YOUR OBJECTIVE:
Please copy the RDMA passage between "The difference is" and "call is made.", inclusive, and switch "block" to "wait".

QUOTED PASSAGE:

↓

The difference is that RDMA communication requires explicitly binding to a
specified RDMA device before communication can occur, and most operations are
asynchronous in nature. Asynchronous communication events on an rdma_cm_id
are
reported through the associated event channel. If the channel parameter is NULL
,
the rdma_cm_id
will be placed into synchronous operation. While operating
synchronously, calls that result in an event will block until the operation
completes. The event will be returned to the user through the rdma_cm_id
structure, and be available for access until another rdma_cm
call is made.
Users must release the rdma_cm_id
by calling rdma_destroy_id
.
struct rdma_cm_id {
struct ibv_context *verbs;
struct rdma_event_channel *channel;
void *context;
struct ibv_qp *qp;
struct rdma_route route;
enum rdma_port_space ps;
uint8_t port_num;
struct rdma_cm_event *event;
struct ibv_comp_channel *send_cq_channel;
struct ibv_cq *send_cq;
struct ibv_comp_channel *recv_cq_channel;
struct ibv_cq *recv_cq;
struct ibv_srq *srq;
struct ibv_pd *pd;
enum ibv_qp_type qp_type;
};
Create RDMA connection id:
int rdma_create_id(struct rdma_event_channel *channel,
struct rdma_cm_id **id,
void *context,
enum rdma_port_space ps);
IB Verbs Objects
Protection Domain (PD)
ibv_pd
: High-level container for other objects
Contains the work queues, memory regions, etc. Ensures that work queues can only access memory regions residing in the same protection domain. Applies to both local and remote operations. An incoming request can only access memory that it’s allowed to.
struct ibv_pd {
struct ibv_context *context;
uint32_t handle;
};
-
Allocate PD: https://www.rdmamojo.com/2012/08/24/ibv_alloc_pd/
-
Deallocate PD: https://www.rdmamojo.com/2012/08/31/ibv_dealloc_pd/
I/O Completion Channel (CC)
ibv_comp_channel
: Completion event channel for I/O events
Completion event channel (CC) is an object that helps handling Work Completions in a userspace process using event mode rather than polling mode.
struct ibv_comp_channel {
struct ibv_context *context;
int fd;
int refcnt;
};
Completion Queue (CQ)
ibv_cq
: Queue that receives completion notifications for send and receive
work requests; may be attached to one or more work queues.

↑

Object pointing dataset entries:
↓

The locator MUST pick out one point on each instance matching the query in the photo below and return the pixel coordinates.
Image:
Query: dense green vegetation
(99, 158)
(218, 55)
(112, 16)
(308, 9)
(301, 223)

↑

CORRECT RESPONSE:
The difference is that RDMA communication requires explicitly binding to a
specified RDMA device before communication can occur, and most operations are
asynchronous in nature. Asynchronous communication events on an rdma_cm_id
are
reported through the associated event channel. If the channel parameter is NULL
,
the rdma_cm_id
will be placed into synchronous operation. While operating
synchronously, calls that result in an event will wait until the operation
completes. The event will be returned to the user through the rdma_cm_id
structure, and be available for access until another rdma_cm
call is made.